Saved data entries
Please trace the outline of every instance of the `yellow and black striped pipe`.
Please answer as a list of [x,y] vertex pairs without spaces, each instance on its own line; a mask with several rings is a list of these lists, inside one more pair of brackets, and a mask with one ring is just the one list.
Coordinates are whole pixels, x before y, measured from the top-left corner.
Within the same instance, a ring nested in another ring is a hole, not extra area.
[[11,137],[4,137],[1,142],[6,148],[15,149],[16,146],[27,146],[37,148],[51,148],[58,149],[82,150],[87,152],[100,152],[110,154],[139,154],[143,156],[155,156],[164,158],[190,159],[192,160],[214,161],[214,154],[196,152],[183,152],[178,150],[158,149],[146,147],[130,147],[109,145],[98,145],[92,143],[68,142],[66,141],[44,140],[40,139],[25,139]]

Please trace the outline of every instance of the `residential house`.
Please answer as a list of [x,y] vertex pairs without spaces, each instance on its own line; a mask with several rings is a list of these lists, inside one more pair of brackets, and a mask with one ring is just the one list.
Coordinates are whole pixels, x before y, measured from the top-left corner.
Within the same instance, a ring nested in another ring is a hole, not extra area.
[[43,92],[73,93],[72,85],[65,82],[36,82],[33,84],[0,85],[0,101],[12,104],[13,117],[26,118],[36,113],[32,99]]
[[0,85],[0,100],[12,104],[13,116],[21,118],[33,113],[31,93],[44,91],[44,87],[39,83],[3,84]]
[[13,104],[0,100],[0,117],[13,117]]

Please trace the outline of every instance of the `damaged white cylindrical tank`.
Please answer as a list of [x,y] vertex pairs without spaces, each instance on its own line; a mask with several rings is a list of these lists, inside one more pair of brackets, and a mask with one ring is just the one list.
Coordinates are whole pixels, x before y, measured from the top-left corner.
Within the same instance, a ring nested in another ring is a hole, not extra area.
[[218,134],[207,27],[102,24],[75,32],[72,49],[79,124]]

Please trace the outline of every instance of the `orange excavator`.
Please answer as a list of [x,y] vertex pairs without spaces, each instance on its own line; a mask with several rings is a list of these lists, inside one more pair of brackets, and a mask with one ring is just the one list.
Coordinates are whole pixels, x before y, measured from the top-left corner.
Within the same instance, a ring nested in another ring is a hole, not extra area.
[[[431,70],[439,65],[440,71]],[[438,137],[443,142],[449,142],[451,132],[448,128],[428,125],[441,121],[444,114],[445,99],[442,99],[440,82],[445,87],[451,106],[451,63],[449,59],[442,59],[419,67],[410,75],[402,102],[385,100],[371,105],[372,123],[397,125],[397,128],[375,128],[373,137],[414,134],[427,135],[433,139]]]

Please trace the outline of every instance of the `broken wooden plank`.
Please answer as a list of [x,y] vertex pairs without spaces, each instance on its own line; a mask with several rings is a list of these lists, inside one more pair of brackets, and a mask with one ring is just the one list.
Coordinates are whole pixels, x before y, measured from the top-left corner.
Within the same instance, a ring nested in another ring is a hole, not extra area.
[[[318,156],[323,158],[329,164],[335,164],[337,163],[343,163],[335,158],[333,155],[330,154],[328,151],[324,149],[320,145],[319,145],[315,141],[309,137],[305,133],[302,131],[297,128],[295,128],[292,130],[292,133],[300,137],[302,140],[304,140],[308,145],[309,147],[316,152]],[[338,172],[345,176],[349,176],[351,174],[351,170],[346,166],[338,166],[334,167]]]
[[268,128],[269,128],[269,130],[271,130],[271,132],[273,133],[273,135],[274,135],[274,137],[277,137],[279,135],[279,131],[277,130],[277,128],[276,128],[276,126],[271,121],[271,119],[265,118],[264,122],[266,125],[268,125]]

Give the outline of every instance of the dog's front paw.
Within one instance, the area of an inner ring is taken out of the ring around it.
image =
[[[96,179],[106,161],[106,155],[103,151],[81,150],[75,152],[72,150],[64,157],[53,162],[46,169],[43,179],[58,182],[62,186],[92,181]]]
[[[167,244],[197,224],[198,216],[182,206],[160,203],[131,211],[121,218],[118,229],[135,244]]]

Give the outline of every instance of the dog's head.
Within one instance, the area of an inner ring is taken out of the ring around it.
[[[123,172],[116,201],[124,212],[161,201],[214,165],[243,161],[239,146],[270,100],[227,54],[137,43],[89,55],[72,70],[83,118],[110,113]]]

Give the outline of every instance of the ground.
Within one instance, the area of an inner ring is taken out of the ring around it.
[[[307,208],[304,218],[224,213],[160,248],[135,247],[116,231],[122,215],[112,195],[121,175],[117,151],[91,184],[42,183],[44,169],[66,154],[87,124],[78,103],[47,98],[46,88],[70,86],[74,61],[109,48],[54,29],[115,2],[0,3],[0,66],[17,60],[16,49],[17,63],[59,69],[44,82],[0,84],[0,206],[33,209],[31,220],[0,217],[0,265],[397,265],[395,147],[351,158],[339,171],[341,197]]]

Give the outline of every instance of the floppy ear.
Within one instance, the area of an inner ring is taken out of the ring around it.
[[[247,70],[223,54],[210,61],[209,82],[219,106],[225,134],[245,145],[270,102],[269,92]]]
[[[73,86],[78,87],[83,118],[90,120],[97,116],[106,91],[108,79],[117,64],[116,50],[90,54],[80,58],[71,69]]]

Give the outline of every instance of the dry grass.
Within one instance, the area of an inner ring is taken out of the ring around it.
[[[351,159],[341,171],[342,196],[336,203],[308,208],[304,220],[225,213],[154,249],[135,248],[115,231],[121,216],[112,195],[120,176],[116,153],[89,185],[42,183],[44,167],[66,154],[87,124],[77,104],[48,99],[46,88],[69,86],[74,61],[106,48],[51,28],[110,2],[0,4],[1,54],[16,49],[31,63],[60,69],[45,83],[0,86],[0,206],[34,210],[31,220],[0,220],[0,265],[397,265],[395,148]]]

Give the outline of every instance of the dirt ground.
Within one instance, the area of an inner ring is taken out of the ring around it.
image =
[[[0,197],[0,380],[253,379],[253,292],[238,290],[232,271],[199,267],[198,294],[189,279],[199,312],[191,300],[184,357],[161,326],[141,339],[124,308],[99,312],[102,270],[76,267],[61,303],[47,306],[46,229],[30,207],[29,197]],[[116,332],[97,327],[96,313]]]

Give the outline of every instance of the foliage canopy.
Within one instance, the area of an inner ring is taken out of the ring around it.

*YOUR INSTRUCTIONS*
Rewrite every line, requests included, from the line containing "Give the outline of every instance of the dirt" through the end of the items. Multiply each coordinate in the answers by 0.35 and round it to a whole number, rounding halves up.

*RESPONSE TO THE EXERCISE*
Give the outline of every instance of the dirt ground.
Within one instance, the area of an inner ring is taken out of the ring around it.
image =
[[[0,69],[0,133],[89,133],[89,102],[83,102],[81,95],[70,93],[69,103],[66,98],[70,109],[67,105],[64,125],[56,114],[49,119],[43,108],[35,109],[36,95],[27,93],[21,106],[16,107],[16,80],[11,72],[10,69]],[[41,116],[34,114],[34,110]]]

Give the outline of every instance of the foliage canopy.
Within one instance, the area of an inner ring is taken out of the ring around it.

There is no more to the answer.